*Given task 1*.
Count how many lines of the records contain the string "chest". Reply with the number only.

*Document extract*.
Abel Prize. The closest thing to a Nobel for mathematics.

Established by the Norwegian government in 2001 and awarded since 2003 in explicit parallel to the Nobel Prize. Named after Niels Henrik Abel. Lifetime-achievement honour, cash prize comparable to the Nobel's.

  1. 2024

    Michel Talagrand

    French

    Stochastic processes, measure concentration, high-dimensional geometry.

  2. 2023

    Luis Caffarelli

    Argentine-American

    Nonlinear PDE and free-boundary problems.

  3. 2022

    Dennis Sullivan

    American

    Topology and dynamical systems, rational homotopy theory.

  4. 2021

    László Lovász · Avi Wigderson

    Hungarian / Israeli-American

    Theoretical computer science and discrete mathematics.

  5. 2020

    Hillel Furstenberg · Gregory Margulis

    Israeli-American / Russian-American

    Ergodic theory, probability, group theory, combinatorics.

  6. 2019

    Karen Uhlenbeck

    American

    Fundamental work in geometric analysis and gauge theory — particularly on minimal surfaces, Yang–Mills equations, and bubbling phenomena. The first woman to win the Abel Prize, five years after Mirzakhani became the first woman to win the Fields Medal.

  7. 2018

    Robert Langlands

    Canadian

    The Langlands program connecting representation theory and number theory.

  8. 2017

    Yves Meyer

    French

    Theory of wavelets.

  9. 2016

    Andrew Wiles

    British

    Proof of Fermat's Last Theorem in 1994, via a special case of the modularity theorem for semistable elliptic curves. The result ended a 358-year-old problem that had defeated every previous mathematician. Too old for the Fields Medal (by one year) — the committee created a special plaque for him instead.

*Recorded information*.
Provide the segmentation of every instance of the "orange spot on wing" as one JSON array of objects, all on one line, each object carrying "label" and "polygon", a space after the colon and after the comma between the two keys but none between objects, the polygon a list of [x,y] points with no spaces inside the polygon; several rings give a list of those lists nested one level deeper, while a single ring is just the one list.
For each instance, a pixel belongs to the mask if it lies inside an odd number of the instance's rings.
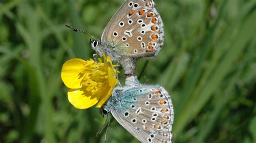
[{"label": "orange spot on wing", "polygon": [[147,3],[146,3],[146,6],[150,6],[150,3],[149,3],[149,2],[147,2]]},{"label": "orange spot on wing", "polygon": [[135,10],[131,11],[129,13],[129,16],[132,16],[132,15],[133,15],[135,12],[136,12],[136,11]]},{"label": "orange spot on wing", "polygon": [[145,13],[145,11],[143,9],[140,9],[139,11],[139,15],[140,16],[141,15],[143,15],[143,14],[144,14]]},{"label": "orange spot on wing", "polygon": [[166,108],[162,108],[162,109],[161,110],[161,112],[165,112],[165,111],[166,111]]},{"label": "orange spot on wing", "polygon": [[157,39],[158,39],[158,36],[154,34],[152,34],[151,38],[155,41],[157,41]]},{"label": "orange spot on wing", "polygon": [[166,123],[167,123],[167,121],[166,120],[161,121],[161,124],[162,124],[163,125],[165,125],[165,124],[166,124]]},{"label": "orange spot on wing", "polygon": [[165,115],[164,116],[164,118],[165,118],[165,119],[168,119],[168,116]]},{"label": "orange spot on wing", "polygon": [[161,92],[160,91],[160,90],[157,90],[156,92],[156,95],[160,95],[161,94]]},{"label": "orange spot on wing", "polygon": [[154,26],[154,25],[153,25],[153,26],[151,26],[151,30],[152,30],[153,31],[156,31],[156,30],[157,30],[157,28],[156,27],[156,26]]},{"label": "orange spot on wing", "polygon": [[147,16],[149,17],[153,17],[153,14],[151,13],[147,13]]},{"label": "orange spot on wing", "polygon": [[160,103],[160,104],[161,104],[161,105],[163,105],[163,104],[164,104],[164,103],[165,103],[165,102],[164,102],[164,101],[163,99],[161,99],[161,100],[160,100],[160,101],[159,101],[159,103]]},{"label": "orange spot on wing", "polygon": [[151,20],[151,22],[152,23],[156,23],[156,22],[157,22],[157,19],[156,18],[153,18]]}]

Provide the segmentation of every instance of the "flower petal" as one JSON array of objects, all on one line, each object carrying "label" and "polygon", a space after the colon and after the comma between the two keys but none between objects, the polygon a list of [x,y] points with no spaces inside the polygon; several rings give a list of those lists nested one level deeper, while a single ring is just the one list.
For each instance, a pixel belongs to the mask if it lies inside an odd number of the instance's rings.
[{"label": "flower petal", "polygon": [[95,105],[99,99],[96,96],[85,95],[82,89],[70,89],[68,92],[68,98],[70,103],[78,109],[90,108]]},{"label": "flower petal", "polygon": [[109,74],[109,85],[105,85],[105,86],[109,87],[109,91],[106,91],[107,93],[105,95],[102,96],[102,98],[99,102],[99,103],[96,106],[96,108],[101,108],[105,102],[109,99],[111,95],[113,89],[114,88],[116,85],[117,84],[118,80],[116,78],[116,75],[113,71],[113,69],[108,68],[108,74]]},{"label": "flower petal", "polygon": [[80,59],[72,59],[63,65],[61,77],[65,85],[72,89],[78,89],[81,87],[81,81],[83,78],[79,77],[80,69],[84,67],[86,61]]}]

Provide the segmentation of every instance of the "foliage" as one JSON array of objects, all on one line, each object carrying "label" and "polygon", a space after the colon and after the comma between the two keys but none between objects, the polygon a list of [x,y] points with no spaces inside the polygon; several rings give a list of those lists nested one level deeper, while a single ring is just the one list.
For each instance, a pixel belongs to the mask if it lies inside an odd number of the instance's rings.
[{"label": "foliage", "polygon": [[[62,65],[93,52],[64,25],[99,38],[123,1],[0,2],[0,142],[104,142],[99,110],[68,101]],[[137,75],[171,94],[173,142],[256,142],[256,2],[156,1],[165,44]],[[107,137],[138,142],[113,119]]]}]

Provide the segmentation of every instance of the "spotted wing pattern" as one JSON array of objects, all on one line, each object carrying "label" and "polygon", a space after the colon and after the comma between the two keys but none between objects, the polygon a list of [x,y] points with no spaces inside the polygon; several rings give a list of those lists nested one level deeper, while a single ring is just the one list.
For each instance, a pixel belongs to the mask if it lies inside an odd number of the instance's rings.
[{"label": "spotted wing pattern", "polygon": [[113,98],[109,104],[112,106],[107,108],[139,140],[171,142],[173,109],[171,97],[163,87],[133,88]]},{"label": "spotted wing pattern", "polygon": [[153,0],[126,0],[105,27],[102,45],[113,55],[154,56],[164,42],[164,25]]}]

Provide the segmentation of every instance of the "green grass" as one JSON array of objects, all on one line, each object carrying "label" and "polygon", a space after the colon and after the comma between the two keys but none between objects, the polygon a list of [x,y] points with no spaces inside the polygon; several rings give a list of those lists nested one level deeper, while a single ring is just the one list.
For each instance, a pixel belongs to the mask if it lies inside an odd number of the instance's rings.
[{"label": "green grass", "polygon": [[[0,142],[104,142],[99,110],[68,101],[62,65],[93,51],[64,25],[99,38],[123,1],[0,2]],[[173,142],[256,142],[256,2],[155,1],[164,46],[136,74],[170,93]],[[138,142],[112,118],[107,142],[124,141]]]}]

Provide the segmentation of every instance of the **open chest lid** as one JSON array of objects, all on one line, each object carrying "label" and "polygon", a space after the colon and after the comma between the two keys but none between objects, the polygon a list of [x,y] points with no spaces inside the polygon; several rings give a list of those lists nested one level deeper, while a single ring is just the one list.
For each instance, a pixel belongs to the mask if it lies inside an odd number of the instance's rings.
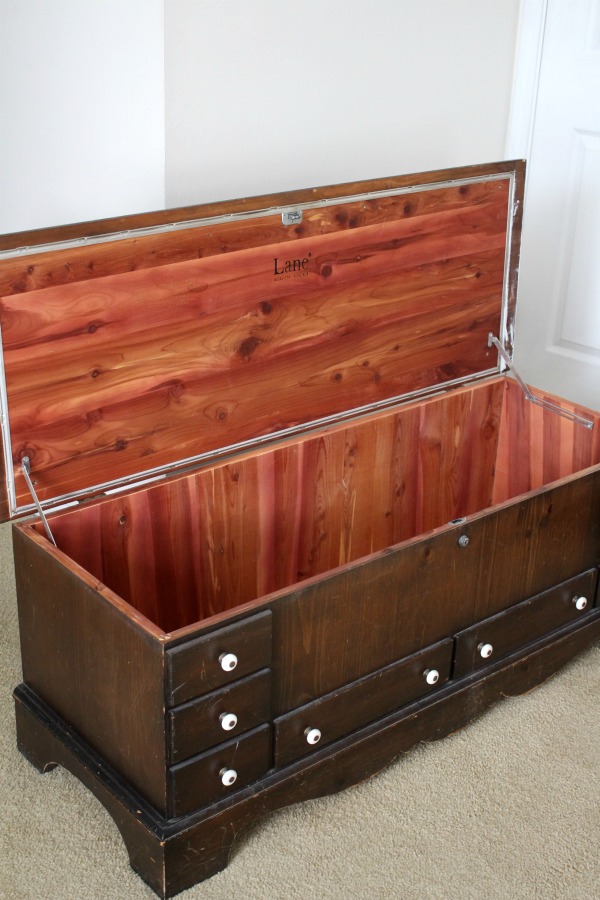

*Given task 2*.
In the Abel Prize text, which laureates share their year's entry with another winner? List each one.

*Full solution 1*.
1

*Full solution 2*.
László Lovász, Avi Wigderson, Hillel Furstenberg, Gregory Margulis